►

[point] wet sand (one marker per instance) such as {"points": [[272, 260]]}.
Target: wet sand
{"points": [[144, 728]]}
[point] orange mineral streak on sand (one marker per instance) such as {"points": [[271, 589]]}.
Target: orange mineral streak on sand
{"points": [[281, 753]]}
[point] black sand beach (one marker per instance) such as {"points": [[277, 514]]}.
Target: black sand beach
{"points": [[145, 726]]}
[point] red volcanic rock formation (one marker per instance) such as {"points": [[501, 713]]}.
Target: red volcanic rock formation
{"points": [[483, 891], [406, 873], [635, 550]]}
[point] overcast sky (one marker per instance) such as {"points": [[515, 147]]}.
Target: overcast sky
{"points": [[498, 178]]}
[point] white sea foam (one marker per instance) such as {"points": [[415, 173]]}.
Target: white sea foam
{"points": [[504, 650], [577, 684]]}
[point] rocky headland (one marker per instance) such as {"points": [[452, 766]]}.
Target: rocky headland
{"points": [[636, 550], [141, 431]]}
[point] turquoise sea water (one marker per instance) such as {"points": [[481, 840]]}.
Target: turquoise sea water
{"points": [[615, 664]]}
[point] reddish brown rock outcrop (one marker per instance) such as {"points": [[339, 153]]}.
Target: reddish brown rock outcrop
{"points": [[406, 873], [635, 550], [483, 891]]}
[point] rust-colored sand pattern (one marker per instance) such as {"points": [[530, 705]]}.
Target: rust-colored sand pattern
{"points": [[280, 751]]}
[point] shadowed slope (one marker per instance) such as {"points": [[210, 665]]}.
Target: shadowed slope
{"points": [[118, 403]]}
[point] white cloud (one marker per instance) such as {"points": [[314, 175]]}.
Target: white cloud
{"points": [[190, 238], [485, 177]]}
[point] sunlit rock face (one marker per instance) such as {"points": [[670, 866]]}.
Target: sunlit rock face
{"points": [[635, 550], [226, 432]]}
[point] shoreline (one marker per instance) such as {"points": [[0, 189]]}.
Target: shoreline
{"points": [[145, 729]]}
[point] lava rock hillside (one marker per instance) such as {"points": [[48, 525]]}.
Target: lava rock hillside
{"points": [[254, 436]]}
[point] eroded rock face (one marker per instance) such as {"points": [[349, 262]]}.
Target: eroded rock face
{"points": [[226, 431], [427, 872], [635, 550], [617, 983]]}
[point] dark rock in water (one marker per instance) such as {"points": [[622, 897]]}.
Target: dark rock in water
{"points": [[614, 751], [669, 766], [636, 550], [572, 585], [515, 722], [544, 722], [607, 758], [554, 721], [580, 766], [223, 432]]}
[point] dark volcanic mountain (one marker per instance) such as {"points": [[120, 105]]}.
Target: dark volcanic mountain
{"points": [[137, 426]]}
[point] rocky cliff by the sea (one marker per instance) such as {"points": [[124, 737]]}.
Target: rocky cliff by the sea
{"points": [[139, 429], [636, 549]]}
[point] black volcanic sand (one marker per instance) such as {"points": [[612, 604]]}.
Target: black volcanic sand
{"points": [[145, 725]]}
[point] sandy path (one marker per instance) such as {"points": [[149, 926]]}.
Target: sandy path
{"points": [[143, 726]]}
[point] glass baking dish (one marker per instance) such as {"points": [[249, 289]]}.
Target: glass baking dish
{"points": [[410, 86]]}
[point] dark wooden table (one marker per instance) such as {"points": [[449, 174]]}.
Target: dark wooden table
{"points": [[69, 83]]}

◄

### SCHRIFTLICHE AUFGABE
Schreib bitte sämtliche Zeilen der Datensätze oben wortgetreu ab.

### ANTWORT ZUR AUFGABE
[point] wet sand (one marker per instance) such as {"points": [[272, 260]]}.
Target: wet sand
{"points": [[144, 728]]}
[point] orange mineral streak on sand (one marker per instance) such as {"points": [[271, 589]]}.
Target: orange mineral streak on sand
{"points": [[281, 753]]}
[point] black sand beach (one marker per instance) such as {"points": [[277, 514]]}.
Target: black sand beach
{"points": [[145, 726]]}
[point] red volcanic rock formation (one marker per instance) such as {"points": [[501, 713]]}.
Target: red volcanic rock formation
{"points": [[483, 891], [406, 873], [635, 550]]}
[point] overcast sky (one marker per instance) such as {"points": [[515, 147]]}.
Target: overcast sky
{"points": [[498, 178]]}
[point] white sea foam (one marker per instance) such as {"points": [[415, 173]]}.
Target: white sea foam
{"points": [[504, 650], [577, 684]]}
[point] rocky headland (one marker per instance) such as {"points": [[452, 766]]}.
Target: rocky headland
{"points": [[636, 550], [141, 431]]}
[point] turquoise sea water (one marker per instance) such as {"points": [[481, 840]]}.
Target: turquoise sea water
{"points": [[615, 664]]}
[point] reddish brown rock outcrop (one marker per instance) such as {"points": [[339, 153]]}.
Target: reddish brown rock outcrop
{"points": [[406, 873], [635, 550], [483, 891]]}
[point] rust-colored sand pattern (one marker per instance) such as {"points": [[530, 705]]}.
Target: rust-colored sand pattern
{"points": [[280, 751]]}
[point] shadowed slope (one marker per instance) such as {"points": [[210, 665]]}.
Target: shadowed slope
{"points": [[118, 403]]}
[point] white cloud (one marker per instance) such as {"points": [[314, 175]]}.
Target: white cloud
{"points": [[190, 238], [485, 177]]}
[point] sunlit rock face (one marker per instance) such as {"points": [[670, 866]]}.
Target: sunlit rock face
{"points": [[635, 550], [226, 432]]}
[point] shoreline (one marker per instance) such as {"points": [[0, 189]]}.
Target: shoreline
{"points": [[145, 729]]}
[point] lava rock hillside (one marker per instance) such as {"points": [[48, 525]]}.
Target: lava rock hillside
{"points": [[254, 436]]}
[point] eroded rock face (one marker per instance) such as {"points": [[349, 262]]}.
Target: eroded rock face
{"points": [[226, 431], [427, 872], [635, 550], [617, 983]]}
[point] dark rock in water (one marker per instance) such as {"points": [[622, 897]]}.
Target: dark rock in water
{"points": [[614, 751], [669, 766], [636, 550], [572, 585], [515, 722], [544, 722], [607, 758], [554, 721], [580, 766], [223, 432]]}
[point] dark volcanic mountain (one marker per instance) such as {"points": [[120, 105]]}.
Target: dark volcanic mountain
{"points": [[137, 426]]}
[point] rocky cliff by the sea (one marker per instance) such as {"points": [[124, 737]]}.
Target: rocky cliff by the sea
{"points": [[139, 429], [636, 549]]}
[point] black volcanic sand (one marker per instance) such as {"points": [[612, 604]]}.
Target: black volcanic sand
{"points": [[145, 725]]}
[point] sandy path (one marker per instance) such as {"points": [[149, 926]]}.
Target: sandy path
{"points": [[143, 726]]}
[point] glass baking dish (one marker per instance) such as {"points": [[249, 289]]}.
Target: glass baking dish
{"points": [[410, 86]]}
[point] dark wooden table (one marker per instance) such as {"points": [[449, 174]]}.
Target: dark wooden table
{"points": [[69, 83]]}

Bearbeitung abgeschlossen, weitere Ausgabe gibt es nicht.